Natural language region descriptions:
---

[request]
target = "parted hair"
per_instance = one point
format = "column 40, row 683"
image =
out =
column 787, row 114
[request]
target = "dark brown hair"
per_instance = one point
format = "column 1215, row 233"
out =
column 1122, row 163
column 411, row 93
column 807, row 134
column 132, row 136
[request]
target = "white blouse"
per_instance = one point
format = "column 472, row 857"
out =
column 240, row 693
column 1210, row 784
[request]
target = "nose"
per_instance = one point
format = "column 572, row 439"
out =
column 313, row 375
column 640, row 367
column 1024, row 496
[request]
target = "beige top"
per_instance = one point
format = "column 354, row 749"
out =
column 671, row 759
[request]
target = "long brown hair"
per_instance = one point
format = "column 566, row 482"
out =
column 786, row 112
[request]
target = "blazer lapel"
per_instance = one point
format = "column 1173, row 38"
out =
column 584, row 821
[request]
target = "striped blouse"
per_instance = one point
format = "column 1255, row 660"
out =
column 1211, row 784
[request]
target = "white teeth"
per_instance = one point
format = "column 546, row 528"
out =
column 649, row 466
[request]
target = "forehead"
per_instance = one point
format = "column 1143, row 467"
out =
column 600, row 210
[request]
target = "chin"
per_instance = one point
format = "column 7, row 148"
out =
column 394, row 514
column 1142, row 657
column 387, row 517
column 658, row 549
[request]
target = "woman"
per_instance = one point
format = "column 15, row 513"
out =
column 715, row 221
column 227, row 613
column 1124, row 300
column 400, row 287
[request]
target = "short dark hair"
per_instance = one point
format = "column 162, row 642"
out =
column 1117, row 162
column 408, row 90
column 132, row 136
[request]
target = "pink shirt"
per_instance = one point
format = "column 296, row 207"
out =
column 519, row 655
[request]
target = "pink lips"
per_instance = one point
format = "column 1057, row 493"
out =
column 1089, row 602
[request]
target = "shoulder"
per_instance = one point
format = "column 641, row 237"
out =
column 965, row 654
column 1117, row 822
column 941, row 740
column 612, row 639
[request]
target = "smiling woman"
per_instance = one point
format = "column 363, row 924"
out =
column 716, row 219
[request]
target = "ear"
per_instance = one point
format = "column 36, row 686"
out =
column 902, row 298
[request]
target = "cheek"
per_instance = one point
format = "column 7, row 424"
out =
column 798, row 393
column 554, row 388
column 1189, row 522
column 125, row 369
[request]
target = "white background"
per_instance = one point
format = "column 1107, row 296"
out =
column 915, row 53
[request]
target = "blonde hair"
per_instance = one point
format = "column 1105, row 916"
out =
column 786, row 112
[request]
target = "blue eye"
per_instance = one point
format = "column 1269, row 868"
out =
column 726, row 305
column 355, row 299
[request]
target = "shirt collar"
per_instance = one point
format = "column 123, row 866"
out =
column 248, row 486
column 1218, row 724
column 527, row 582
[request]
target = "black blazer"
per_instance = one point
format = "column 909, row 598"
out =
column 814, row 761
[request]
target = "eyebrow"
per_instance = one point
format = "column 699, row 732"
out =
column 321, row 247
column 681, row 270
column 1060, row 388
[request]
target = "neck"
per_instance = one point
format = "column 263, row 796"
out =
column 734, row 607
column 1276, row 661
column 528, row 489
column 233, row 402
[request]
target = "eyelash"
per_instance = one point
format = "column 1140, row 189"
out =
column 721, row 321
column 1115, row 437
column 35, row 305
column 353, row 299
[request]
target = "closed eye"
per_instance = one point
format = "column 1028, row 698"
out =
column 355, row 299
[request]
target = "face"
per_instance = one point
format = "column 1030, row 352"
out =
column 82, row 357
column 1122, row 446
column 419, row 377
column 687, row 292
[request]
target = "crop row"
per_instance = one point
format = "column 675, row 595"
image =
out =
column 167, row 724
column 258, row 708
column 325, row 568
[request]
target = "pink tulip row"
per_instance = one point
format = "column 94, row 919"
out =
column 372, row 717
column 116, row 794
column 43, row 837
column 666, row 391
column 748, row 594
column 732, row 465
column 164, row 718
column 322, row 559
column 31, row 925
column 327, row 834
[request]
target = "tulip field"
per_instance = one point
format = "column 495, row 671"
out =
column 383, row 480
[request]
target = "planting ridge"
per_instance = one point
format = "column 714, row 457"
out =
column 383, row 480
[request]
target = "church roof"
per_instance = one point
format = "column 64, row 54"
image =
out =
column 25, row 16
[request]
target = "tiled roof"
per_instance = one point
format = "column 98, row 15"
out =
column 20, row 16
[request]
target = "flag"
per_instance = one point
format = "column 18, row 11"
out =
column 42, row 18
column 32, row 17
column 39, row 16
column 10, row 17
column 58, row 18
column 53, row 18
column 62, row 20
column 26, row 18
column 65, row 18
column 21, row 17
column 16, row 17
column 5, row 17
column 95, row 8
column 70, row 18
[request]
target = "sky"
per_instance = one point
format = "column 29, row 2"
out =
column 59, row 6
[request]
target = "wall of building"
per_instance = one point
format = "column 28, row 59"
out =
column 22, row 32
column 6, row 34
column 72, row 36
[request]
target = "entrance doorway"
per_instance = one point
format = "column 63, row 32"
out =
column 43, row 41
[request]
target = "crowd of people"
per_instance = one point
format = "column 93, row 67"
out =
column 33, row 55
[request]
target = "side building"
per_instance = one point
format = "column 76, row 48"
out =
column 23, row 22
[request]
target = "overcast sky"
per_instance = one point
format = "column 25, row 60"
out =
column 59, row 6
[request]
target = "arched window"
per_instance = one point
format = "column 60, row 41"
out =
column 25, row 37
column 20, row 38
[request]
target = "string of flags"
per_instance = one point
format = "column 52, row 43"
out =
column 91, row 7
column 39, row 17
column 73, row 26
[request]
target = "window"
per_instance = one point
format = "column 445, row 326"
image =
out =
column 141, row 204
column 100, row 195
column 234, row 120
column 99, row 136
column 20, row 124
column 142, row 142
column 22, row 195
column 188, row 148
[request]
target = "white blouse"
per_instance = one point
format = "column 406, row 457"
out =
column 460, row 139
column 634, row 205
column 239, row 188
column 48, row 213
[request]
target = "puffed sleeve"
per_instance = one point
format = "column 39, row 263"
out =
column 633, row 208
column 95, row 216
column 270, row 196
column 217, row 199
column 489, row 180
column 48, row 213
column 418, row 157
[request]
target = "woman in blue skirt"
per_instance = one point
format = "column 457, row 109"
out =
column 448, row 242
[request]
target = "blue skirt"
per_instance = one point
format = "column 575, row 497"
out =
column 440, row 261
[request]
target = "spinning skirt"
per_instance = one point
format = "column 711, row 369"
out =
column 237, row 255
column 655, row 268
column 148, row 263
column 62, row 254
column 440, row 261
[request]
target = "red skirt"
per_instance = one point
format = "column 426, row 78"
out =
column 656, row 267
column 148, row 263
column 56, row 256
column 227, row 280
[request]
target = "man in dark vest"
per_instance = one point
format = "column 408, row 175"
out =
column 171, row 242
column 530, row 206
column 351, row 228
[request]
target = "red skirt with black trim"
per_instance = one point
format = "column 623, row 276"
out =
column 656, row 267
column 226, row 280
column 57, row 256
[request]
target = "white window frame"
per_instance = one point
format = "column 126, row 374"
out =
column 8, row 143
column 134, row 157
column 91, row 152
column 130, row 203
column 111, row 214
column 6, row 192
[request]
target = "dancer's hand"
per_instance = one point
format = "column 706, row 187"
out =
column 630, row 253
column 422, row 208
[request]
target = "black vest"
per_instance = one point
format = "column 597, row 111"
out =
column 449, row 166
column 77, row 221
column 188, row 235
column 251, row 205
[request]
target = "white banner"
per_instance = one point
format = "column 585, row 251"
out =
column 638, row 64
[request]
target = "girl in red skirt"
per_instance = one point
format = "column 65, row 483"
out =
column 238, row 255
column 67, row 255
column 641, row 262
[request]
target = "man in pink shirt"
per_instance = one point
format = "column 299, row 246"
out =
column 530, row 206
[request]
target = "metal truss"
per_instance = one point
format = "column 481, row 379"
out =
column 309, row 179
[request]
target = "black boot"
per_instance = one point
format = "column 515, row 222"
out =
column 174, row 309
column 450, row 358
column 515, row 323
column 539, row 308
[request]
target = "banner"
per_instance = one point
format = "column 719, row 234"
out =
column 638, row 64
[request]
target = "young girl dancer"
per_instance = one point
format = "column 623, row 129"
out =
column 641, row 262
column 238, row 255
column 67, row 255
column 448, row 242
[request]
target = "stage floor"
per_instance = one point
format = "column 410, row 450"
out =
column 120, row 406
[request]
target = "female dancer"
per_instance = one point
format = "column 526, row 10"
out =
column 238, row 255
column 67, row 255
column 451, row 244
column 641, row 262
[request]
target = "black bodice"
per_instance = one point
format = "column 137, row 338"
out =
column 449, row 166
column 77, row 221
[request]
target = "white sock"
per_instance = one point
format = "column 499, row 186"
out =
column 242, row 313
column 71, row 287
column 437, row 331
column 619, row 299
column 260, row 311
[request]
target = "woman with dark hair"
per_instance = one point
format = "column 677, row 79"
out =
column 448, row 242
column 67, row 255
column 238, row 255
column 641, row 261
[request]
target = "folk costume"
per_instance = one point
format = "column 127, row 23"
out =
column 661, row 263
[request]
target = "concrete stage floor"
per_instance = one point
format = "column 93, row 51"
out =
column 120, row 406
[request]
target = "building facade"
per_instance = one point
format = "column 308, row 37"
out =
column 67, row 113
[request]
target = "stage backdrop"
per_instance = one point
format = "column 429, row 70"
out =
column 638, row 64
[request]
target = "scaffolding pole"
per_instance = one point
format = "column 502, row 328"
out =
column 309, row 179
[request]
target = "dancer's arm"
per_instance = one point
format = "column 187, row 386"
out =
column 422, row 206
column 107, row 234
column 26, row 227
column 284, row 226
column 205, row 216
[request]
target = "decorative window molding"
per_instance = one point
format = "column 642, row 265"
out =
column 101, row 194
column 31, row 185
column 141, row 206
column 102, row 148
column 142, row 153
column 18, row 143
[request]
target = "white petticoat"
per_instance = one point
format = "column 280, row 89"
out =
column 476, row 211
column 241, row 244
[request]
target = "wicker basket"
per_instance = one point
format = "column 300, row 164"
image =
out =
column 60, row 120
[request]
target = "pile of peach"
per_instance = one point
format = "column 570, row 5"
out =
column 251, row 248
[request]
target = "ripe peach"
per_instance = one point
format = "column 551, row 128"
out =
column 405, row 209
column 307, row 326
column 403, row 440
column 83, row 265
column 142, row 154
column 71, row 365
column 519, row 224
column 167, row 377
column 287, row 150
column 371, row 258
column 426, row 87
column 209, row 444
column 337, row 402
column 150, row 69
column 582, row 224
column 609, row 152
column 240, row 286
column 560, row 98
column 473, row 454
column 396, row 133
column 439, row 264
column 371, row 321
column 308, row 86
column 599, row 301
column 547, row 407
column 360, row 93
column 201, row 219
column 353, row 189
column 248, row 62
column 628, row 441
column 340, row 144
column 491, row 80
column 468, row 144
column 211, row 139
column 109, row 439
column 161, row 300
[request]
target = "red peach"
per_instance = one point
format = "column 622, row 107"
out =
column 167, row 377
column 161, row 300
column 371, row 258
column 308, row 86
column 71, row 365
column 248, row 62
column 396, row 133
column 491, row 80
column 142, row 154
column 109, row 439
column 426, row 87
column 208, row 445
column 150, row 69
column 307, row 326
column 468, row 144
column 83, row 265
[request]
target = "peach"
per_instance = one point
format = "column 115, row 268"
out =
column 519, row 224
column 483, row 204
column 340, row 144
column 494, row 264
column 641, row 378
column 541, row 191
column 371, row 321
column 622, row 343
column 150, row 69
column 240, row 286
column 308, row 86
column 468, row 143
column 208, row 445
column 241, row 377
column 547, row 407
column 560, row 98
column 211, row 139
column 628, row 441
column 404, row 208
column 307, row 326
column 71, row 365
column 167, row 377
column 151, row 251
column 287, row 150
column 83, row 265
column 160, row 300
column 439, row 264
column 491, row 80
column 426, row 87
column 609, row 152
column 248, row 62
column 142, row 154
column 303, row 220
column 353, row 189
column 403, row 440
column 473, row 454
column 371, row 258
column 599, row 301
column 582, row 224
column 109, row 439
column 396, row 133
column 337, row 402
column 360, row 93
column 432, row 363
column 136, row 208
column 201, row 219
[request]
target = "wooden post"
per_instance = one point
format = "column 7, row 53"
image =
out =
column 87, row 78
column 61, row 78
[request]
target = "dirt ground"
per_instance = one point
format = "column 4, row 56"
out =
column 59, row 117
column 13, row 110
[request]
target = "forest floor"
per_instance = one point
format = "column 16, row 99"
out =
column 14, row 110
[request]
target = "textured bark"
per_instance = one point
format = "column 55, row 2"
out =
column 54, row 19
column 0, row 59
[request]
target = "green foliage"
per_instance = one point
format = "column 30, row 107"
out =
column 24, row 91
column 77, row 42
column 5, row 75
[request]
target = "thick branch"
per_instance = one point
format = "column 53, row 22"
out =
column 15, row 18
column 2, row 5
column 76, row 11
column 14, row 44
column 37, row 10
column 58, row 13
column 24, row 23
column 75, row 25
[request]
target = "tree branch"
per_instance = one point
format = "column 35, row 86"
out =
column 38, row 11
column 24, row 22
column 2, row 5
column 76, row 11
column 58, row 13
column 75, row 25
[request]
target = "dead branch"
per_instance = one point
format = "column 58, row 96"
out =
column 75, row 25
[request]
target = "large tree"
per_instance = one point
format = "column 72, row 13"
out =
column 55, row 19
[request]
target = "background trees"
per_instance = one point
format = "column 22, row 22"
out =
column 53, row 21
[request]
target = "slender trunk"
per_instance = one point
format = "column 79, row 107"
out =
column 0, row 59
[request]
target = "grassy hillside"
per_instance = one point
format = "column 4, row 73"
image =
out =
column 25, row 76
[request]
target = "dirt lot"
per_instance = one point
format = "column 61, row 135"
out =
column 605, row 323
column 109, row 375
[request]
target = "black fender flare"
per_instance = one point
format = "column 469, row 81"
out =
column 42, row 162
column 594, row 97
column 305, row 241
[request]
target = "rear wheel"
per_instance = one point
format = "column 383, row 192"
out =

---

» **What is expected**
Show all lines in the entries above where the word "vest" appears.

» **Answer below**
target = "man in dark vest"
target = "black vest"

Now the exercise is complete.